## [TASK DIRECTIONS]
Take the records underneath and set them down exactly.

(Point placement records)
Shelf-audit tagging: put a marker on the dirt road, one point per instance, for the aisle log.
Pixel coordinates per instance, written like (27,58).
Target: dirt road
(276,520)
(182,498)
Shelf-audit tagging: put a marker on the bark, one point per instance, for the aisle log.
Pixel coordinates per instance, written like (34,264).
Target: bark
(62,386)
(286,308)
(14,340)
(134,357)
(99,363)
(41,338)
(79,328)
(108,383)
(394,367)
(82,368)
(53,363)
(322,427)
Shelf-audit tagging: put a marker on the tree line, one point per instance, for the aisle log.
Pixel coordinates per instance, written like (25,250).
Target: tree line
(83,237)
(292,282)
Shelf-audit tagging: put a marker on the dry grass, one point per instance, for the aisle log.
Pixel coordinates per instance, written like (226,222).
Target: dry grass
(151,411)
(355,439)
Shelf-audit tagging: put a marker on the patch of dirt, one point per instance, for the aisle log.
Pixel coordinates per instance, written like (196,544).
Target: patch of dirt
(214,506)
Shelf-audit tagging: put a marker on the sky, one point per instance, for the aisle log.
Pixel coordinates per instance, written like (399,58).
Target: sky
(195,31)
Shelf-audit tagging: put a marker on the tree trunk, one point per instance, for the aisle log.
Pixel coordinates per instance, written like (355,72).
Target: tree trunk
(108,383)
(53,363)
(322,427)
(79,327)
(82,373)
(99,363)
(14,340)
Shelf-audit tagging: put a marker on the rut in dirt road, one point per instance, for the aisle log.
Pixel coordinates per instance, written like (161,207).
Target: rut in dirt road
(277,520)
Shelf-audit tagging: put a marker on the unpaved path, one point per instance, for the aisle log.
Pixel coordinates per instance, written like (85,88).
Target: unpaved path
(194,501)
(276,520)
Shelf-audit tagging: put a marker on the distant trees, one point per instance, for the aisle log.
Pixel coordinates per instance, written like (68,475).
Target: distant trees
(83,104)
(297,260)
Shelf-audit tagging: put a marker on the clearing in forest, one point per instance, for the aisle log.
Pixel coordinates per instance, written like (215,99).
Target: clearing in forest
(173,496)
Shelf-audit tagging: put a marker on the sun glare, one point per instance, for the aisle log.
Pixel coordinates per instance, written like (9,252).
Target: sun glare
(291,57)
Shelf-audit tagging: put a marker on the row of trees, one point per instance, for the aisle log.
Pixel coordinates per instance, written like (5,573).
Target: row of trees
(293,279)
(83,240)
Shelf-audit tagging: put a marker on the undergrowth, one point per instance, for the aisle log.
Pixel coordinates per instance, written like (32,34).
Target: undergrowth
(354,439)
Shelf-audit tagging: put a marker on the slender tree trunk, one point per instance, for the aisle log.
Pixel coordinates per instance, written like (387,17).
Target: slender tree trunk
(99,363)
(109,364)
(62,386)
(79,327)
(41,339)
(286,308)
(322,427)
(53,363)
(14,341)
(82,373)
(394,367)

## [RESULT BELOW]
Shelf-audit tagging: put a marker on the dirt road, one point per instance, for the aisle log.
Pixel coordinates per instance, written like (27,58).
Target: dirt road
(276,520)
(182,498)
Shelf-audit tagging: put a marker on the bark, one point per instance, for the aisle log.
Pixel coordinates per instance, written like (34,264).
Target: bark
(62,386)
(286,308)
(14,340)
(134,357)
(99,363)
(41,338)
(79,328)
(108,383)
(394,367)
(82,368)
(53,363)
(322,427)
Shelf-audit tagging: put a marker on the tree line, one point per instance, for the aisle log.
Pixel coordinates per instance, written like (25,250).
Target: tree line
(83,237)
(292,282)
Shelf-audit tagging: put a marker on the dry grass, one point per instance, for the aisle log.
Pixel coordinates per instance, written like (226,222).
Target: dry grass
(151,411)
(355,439)
Shelf-audit tagging: put a marker on the patch of dirt, one point per instance, for the aisle log.
Pixel coordinates per instance, written like (196,544).
Target: patch of dirt
(214,506)
Shelf-audit tagging: put a marker on the sky, one point per instance, for the aisle log.
Pixel coordinates per instance, written like (399,58).
Target: sky
(195,31)
Shelf-audit tagging: put a marker on the tree trunk, one point per instance, for the aisle log.
Pixel coordinates per instance, written like (355,72).
Target: tree trunk
(108,383)
(53,363)
(322,427)
(79,327)
(82,373)
(99,363)
(14,340)
Shelf-audit tagging: put a marker on the rut in dirt road, one point per instance, for the aisle log.
Pixel coordinates per instance, written like (161,207).
Target: rut in dirt road
(277,520)
Shelf-audit tagging: put a marker on the unpaved path, one point per instance, for the aisle log.
Pixel coordinates per instance, written like (85,88).
Target: unpaved path
(194,501)
(276,520)
Shelf-audit tagging: put a marker on the distant trees, one point per instance, for the aisle log.
Pixel coordinates per instance, written like (68,475).
Target: distant trees
(83,104)
(297,260)
Shelf-audit tagging: put a marker on the clearing in forest, one point per instance, for the aisle log.
Pixel coordinates per instance, written like (215,99).
Target: clearing in forest
(173,496)
Shelf-audit tagging: put a marker on the sun glare, one point per instance, for the aisle log.
Pixel coordinates per instance, written like (9,252).
Target: sun glare
(291,57)
Shelf-audit tagging: put a marker on the row of trees, one point per instance, for the aisle log.
Pixel coordinates per instance, written like (5,573).
Target: row of trees
(293,279)
(83,240)
Shelf-audit tagging: put a marker on the undergrowth, one point per instance, for the aisle log.
Pixel coordinates per instance, written like (32,34).
Target: undergrowth
(354,439)
Shelf-audit tagging: put a marker on the slender tree trunk, one point per instance, for the aisle log.
Pixel coordinates per instance, written like (387,17).
Target: slender tree trunk
(99,363)
(109,364)
(62,386)
(79,327)
(41,339)
(286,308)
(322,427)
(53,363)
(14,341)
(82,373)
(394,367)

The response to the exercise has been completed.